# [Task material]
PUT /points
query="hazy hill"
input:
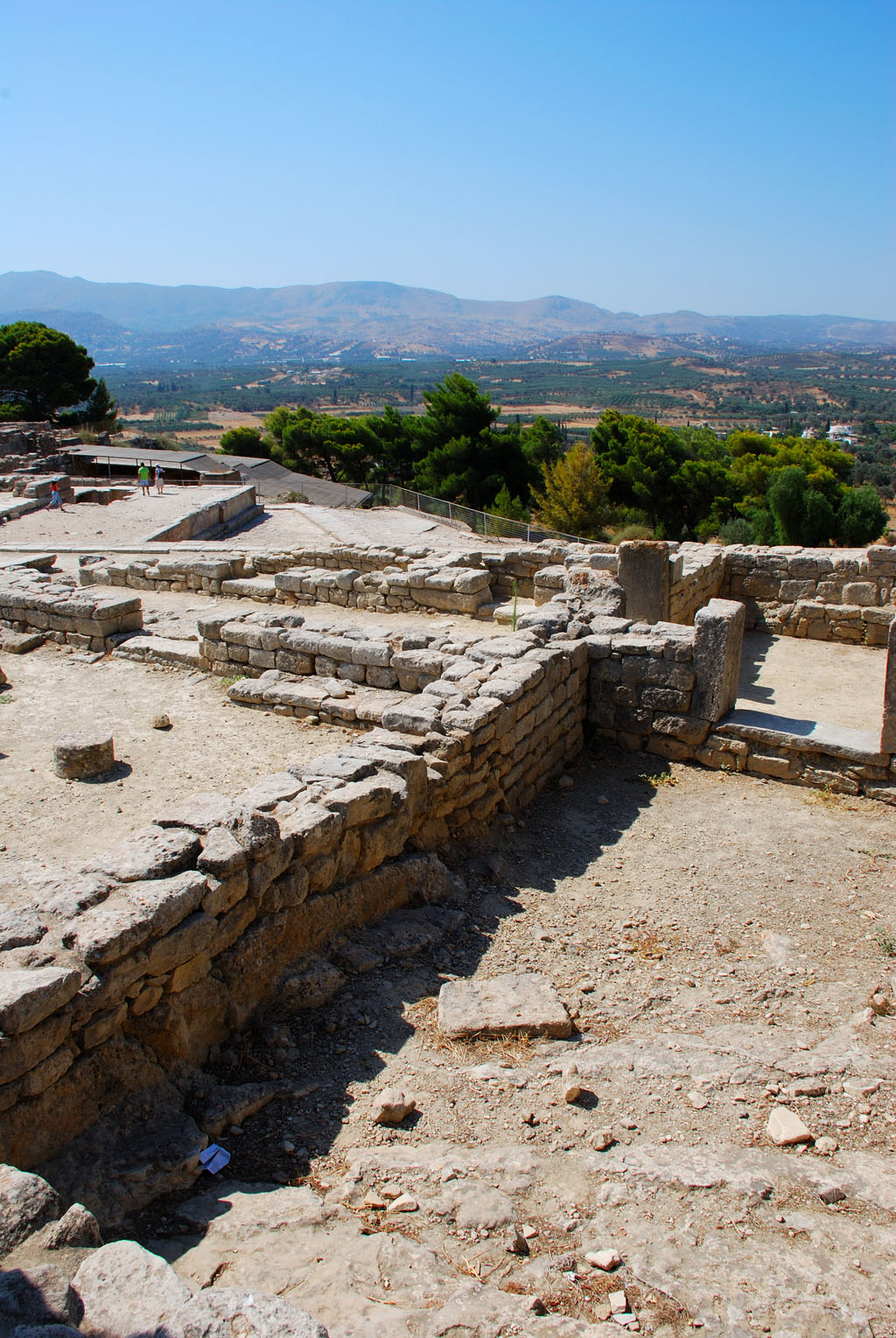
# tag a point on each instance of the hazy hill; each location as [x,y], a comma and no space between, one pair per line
[127,321]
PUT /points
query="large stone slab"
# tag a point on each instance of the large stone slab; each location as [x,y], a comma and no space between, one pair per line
[506,1005]
[224,1312]
[27,997]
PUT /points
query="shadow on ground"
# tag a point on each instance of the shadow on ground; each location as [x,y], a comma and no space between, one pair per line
[328,1052]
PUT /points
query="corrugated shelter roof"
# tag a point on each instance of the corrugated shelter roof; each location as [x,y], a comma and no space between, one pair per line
[270,480]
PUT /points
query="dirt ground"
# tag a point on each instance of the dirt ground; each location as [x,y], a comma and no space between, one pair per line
[213,744]
[717,940]
[825,682]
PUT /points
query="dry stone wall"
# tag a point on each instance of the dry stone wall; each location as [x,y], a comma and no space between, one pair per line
[162,946]
[214,515]
[661,687]
[31,601]
[387,579]
[827,594]
[697,571]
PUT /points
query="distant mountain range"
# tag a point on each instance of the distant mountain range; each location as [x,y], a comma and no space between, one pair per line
[147,323]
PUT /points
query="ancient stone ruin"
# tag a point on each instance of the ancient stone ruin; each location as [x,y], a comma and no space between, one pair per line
[119,978]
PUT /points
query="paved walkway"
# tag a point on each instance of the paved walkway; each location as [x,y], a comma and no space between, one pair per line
[295,525]
[819,682]
[124,522]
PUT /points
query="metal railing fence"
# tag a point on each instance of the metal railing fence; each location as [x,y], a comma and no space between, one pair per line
[480,522]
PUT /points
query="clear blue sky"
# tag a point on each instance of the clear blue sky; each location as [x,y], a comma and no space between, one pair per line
[648,156]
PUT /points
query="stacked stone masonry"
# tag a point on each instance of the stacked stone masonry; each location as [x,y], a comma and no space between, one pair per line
[382,578]
[827,594]
[166,943]
[31,601]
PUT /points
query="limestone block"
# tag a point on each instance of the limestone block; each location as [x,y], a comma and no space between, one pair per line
[151,852]
[888,730]
[374,653]
[23,1052]
[263,872]
[108,933]
[27,1203]
[103,1025]
[81,755]
[718,639]
[309,983]
[232,925]
[416,716]
[270,791]
[222,855]
[291,662]
[201,812]
[37,1299]
[290,889]
[321,874]
[48,1072]
[785,1128]
[768,766]
[506,1005]
[222,1312]
[314,830]
[186,941]
[127,1290]
[27,997]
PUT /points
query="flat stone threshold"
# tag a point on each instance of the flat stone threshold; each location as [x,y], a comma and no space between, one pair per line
[802,735]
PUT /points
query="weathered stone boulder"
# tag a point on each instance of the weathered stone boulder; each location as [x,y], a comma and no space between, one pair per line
[222,1312]
[83,755]
[39,1295]
[127,1290]
[27,1203]
[506,1005]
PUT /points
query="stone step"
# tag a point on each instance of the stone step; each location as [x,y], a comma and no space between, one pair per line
[161,650]
[312,695]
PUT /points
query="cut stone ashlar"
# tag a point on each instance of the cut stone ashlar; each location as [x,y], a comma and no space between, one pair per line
[506,1005]
[79,756]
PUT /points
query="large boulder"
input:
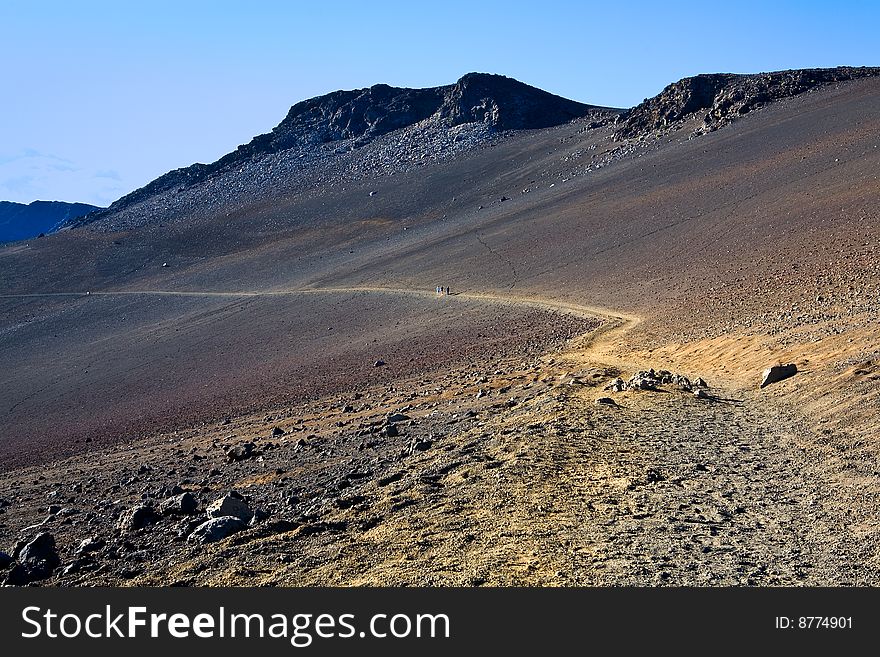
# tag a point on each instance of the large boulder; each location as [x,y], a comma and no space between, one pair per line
[231,504]
[136,518]
[216,529]
[778,373]
[36,561]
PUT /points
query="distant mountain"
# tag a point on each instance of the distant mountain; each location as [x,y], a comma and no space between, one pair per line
[20,221]
[720,98]
[345,120]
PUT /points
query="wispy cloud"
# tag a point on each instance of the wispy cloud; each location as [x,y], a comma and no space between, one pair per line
[30,175]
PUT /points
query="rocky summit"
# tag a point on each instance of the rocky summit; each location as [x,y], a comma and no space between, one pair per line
[469,335]
[717,99]
[345,120]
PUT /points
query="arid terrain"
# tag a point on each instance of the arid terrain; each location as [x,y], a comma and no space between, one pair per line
[242,374]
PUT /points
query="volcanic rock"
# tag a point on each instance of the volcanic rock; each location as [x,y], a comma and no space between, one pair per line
[216,529]
[231,504]
[136,518]
[777,373]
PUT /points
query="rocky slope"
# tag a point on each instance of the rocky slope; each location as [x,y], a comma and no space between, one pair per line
[722,97]
[20,221]
[432,123]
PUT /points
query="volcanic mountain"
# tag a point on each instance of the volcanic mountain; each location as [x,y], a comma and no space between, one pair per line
[19,221]
[582,406]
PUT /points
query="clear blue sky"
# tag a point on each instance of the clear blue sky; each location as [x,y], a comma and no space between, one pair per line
[99,98]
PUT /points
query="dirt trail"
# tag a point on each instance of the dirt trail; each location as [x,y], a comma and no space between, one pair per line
[533,483]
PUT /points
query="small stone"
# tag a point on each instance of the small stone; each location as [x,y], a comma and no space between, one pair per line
[241,452]
[419,445]
[90,545]
[216,529]
[183,504]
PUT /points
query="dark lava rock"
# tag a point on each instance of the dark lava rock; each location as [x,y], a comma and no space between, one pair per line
[136,518]
[723,97]
[216,529]
[183,504]
[419,445]
[37,560]
[778,373]
[90,545]
[241,452]
[231,504]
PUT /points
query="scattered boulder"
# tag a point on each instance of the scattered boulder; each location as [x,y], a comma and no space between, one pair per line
[419,445]
[216,529]
[618,385]
[240,452]
[652,380]
[37,560]
[778,373]
[181,505]
[90,545]
[136,518]
[231,504]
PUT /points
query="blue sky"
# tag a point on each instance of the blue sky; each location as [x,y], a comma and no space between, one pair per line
[102,97]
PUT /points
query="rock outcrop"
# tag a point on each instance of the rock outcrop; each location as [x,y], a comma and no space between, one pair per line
[355,118]
[722,97]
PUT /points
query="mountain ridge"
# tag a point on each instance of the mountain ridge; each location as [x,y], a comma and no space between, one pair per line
[19,221]
[362,115]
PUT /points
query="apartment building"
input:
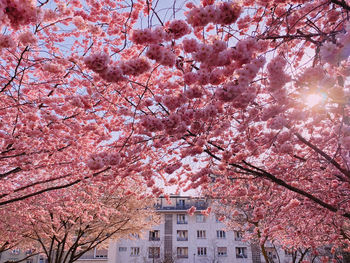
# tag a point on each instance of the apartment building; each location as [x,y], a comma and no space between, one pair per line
[178,238]
[181,238]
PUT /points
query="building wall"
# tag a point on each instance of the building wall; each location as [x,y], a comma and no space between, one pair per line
[211,244]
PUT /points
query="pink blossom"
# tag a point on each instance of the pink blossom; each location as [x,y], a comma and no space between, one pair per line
[190,45]
[178,28]
[97,62]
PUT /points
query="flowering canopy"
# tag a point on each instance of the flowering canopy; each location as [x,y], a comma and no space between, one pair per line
[96,89]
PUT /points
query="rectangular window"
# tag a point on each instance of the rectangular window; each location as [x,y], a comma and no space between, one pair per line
[181,203]
[154,252]
[222,251]
[135,251]
[182,252]
[135,236]
[200,218]
[154,235]
[201,234]
[182,219]
[101,253]
[220,234]
[15,251]
[182,235]
[241,252]
[201,251]
[238,235]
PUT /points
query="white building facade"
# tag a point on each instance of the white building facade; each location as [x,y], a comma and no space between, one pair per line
[184,238]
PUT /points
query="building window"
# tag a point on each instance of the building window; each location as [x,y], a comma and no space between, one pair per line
[182,219]
[182,235]
[220,234]
[181,203]
[135,235]
[201,251]
[222,251]
[101,253]
[154,235]
[15,251]
[154,252]
[241,252]
[135,251]
[200,218]
[238,235]
[182,252]
[201,234]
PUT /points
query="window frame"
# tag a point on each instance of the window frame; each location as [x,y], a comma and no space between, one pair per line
[151,253]
[182,249]
[183,236]
[182,219]
[244,253]
[220,234]
[133,250]
[202,251]
[201,234]
[222,253]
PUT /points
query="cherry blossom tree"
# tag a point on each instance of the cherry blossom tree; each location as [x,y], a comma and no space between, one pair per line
[93,89]
[64,224]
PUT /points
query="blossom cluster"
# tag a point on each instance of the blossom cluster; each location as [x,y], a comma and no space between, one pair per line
[101,64]
[174,30]
[276,75]
[161,54]
[100,160]
[178,122]
[218,55]
[334,53]
[18,12]
[224,13]
[6,41]
[240,93]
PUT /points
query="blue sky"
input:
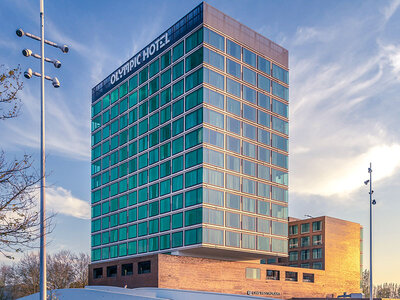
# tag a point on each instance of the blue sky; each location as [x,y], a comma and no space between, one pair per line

# [Problem statement]
Only the lines from the one with "# tag a point on each instance of the blossom" through the end of the listing should be transcribed, exactly and without pictures.

# [Answer]
# tag a point on each instance of the blossom cluster; each location as [x,y], a comma and no space between, one pair per line
[101,64]
[174,30]
[276,75]
[161,54]
[100,160]
[178,122]
[218,55]
[334,53]
[18,12]
[224,13]
[6,41]
[240,93]
PUT /points
query="blue sky"
input:
# tag a point on each instance of the blue sky; each location as [x,y], a comma and no space between, one pair per line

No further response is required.